GIVEN INSTRUCTION :: Carry on the article about the South African Reserve Bank's September 2018 interest rate decision from the point where it stops.

EXTRACT PROVIDED ::
21 September 2018Maura Feddersen, PwC
Maura Feddersen, Economist at Strategy at PwC.

Maura Feddersen, Economist at Strategy at PwC.

The Monetary Policy Committee (MPC) of the South African Reserve Bank (SARB) kept interest rates on hold this week, aligning with market expectations. The repo rate and prime lending rate therefore remain at 6.50% and 10%, respectively.

Rising global trade tensions, emerging markets turmoil and disappointing domestic economic growth results put pressure on the South African currency in the weeks leading up to the interest rate decision, raising the risk of imported inflation. However, SARB Governor Lesetja Kganyago emphasised the central bank continues to look past short-term market fluctuations, staying focused on longer-term trends, such as those associated with global monetary policy tightening, rising oil prices and domestic wage inflation pressures.
Inflation results improved to 4.9% year-on-year (y-o-y) in August, from 5.1% y-o-y in July. The slight moderation in inflation outcomes suggests inflation expectations for 2018 did not require an upward adjustment by the SARB in September. Expectations for headline CPI inflation for 2019 were revised marginally upward to 5.7% from 5.6% previously, while inflation expectations for 2020 remain unchanged at 5.4%.
After a downward revision of the 2018 economic growth forecast in July, the SARB again revised downward its growth expectations from 1.2% to 0.7% to account for poor outcomes in the first half of the year. Governor Kganyago noted that the threat of demand pressures on the inflation outlook were muted in view of current economic conditions.

RECORDS SHOWN ::
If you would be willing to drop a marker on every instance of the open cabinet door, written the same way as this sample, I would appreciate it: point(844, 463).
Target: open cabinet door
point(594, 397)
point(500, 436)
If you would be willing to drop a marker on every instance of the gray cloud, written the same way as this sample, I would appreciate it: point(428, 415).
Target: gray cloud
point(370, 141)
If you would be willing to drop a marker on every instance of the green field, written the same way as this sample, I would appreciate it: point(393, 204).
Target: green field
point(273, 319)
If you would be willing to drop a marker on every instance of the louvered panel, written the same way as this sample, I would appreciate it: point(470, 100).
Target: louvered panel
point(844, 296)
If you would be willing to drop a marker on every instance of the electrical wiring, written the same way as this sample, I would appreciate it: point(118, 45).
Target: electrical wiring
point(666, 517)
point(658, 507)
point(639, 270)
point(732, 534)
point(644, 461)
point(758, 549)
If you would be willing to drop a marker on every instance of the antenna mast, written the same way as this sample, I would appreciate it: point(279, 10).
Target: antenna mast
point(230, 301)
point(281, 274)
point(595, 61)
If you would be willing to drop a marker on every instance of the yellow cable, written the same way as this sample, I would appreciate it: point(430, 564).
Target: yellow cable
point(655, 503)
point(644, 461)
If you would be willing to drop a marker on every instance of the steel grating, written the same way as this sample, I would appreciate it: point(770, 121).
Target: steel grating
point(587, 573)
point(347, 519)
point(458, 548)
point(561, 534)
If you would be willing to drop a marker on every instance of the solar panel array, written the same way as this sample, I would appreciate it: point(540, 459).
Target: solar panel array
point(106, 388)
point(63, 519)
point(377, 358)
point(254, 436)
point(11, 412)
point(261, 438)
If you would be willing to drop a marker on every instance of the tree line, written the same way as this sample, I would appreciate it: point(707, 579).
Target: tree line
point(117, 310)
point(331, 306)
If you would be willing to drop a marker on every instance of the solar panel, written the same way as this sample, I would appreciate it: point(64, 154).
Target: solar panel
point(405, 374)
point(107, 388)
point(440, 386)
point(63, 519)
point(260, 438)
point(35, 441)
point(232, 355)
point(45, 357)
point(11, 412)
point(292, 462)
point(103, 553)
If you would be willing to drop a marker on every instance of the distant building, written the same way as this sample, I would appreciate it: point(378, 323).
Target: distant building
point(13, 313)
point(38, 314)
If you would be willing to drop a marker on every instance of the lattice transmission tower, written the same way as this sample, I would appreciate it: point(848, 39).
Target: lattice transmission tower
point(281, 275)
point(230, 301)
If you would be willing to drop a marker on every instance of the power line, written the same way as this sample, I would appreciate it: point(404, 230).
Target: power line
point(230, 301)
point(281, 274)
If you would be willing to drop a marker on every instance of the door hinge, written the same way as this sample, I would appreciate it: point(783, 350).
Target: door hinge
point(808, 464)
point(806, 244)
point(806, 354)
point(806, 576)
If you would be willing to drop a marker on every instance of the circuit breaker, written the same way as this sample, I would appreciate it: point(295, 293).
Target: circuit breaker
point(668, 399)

...

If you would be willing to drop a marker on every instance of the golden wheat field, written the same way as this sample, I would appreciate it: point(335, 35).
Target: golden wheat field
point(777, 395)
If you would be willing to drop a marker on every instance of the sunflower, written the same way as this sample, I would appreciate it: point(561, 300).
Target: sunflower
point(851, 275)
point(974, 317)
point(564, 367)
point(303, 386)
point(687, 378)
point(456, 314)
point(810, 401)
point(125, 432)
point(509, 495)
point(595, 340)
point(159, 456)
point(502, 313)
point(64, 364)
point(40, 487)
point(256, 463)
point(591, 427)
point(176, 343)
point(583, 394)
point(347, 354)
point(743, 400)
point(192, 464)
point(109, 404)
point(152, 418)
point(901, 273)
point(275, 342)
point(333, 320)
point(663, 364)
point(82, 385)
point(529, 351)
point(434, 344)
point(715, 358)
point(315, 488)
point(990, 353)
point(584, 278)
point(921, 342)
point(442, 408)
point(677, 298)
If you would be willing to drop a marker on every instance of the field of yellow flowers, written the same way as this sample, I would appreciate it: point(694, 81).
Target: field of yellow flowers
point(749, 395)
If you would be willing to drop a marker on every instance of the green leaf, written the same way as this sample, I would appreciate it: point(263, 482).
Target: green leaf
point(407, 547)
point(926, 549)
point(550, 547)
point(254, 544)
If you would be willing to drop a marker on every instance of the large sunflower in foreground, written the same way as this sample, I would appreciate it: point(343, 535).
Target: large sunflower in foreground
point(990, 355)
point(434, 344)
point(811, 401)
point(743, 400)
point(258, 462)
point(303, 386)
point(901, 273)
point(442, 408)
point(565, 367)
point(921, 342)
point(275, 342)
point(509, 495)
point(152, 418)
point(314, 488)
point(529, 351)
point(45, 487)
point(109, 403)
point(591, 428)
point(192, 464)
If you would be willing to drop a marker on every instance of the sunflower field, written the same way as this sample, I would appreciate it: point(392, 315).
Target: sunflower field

ANSWER TO THIS PROBLEM ::
SARB could raise interest rates in November

In the July MPC meeting, the central bank’s internal modelling tool suggested two interest rate hikes of 25 basis points (bps) were possible before the end of 2018 on the back of a worsening inflation outlook in 2019 and 2020. With a decision to keep interest rates on hold in September, an interest rate hike of 25 bps remains a possibility for November, when the last MPC meeting of 2018 takes place. However, if the risks to the inflation outlook moderate, especially those associated with currency weakness and rising oil prices, then the central bank may keep interest rates on hold in November as well, only embarking on the anticipated interest rate hiking cycle in 2019.
Repo fan, September 2018

Source: MPC statement September 2018

Looking further ahead, the SARB’s Quarterly Projection Model suggests five increases of 25 bps are possible by the end of 2020, which was also the SARB’s view in July. However, the central bank’s projection model serves only as a guiding tool, and shifts in the inflation outlook, or factors exogenous to the model could prompt action from the MPC to ensure not only that inflation remains inside of the target rate of 3%-6%, but also ideally becomes anchored in the middle of the range at 4.5% annually.